Rails View

Use your Rails views or partials with this component in your views, matestack pages, components or apps.

Parameters

This component expects that either view or partial is given as parameter.

view (optional)

Expects a string, specifying the path of the view that should be rendered by the component. The path resolution works like Rails render 'your_path' path resolution.

partial (optional)

Expects a string, specifying the partial that should be rendered by the component. The path resolution works like Rails render partial: 'your_path' path resolution.

Example 1 - Using Rails View and Partial on a page, component or app

class WelcomePage < Matestack::Ui::Page
  def response
    rails_view view: 'welcome/header'
    rails_view partial: 'welcome/hero'
    heading text: 'Welcome', size: 1
  end
end

The above page will first render your 'welcome/header' view. If for example you use erb templates, it will render your app/views/welcome/header.html.erb view. And secondly it will render your 'welcome/hero' partial. Again, if you use erb templates, it will render your app/views/welcome/_hero.html.erb partial. The usage of rails_view is the same on a page, component or app.

-.-.-

WHAT YOU NEED TO DO:
1 > According to the text on the Rails View component, what file is rendered for the 'welcome/hero' partial when erb templates are used?
2 > Transcribe the portion of the Rails View text starting with "Use your Rails" and going on through "view (optional)".
Consult only the text on the Rails View component when responding.

RECORD SET:
-.-.-

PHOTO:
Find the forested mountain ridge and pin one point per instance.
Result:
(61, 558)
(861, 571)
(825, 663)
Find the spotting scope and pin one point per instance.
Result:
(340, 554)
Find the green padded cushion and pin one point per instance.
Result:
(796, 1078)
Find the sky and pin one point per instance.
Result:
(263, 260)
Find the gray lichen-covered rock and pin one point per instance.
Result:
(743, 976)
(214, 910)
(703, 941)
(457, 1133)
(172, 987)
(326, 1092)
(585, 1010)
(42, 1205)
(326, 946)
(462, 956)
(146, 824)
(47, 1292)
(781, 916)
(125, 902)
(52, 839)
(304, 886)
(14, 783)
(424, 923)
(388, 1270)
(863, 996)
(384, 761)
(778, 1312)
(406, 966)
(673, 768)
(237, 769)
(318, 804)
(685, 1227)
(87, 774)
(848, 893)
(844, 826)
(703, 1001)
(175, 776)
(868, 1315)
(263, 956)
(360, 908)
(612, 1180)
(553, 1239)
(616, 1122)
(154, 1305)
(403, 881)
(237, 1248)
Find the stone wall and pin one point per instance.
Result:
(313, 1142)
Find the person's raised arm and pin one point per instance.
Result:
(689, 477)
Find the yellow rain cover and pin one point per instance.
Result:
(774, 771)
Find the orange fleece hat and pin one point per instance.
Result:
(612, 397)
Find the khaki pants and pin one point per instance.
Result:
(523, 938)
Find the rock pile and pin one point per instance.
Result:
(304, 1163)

-.-.-

FULL ANSWERS:
1 > app/views/welcome/_hero.html.erb

2 >
Use your Rails views or partials with this component in your views, matestack pages, components or apps.

Parameters

This component expects that either view or partial is given as parameter.

view (optional)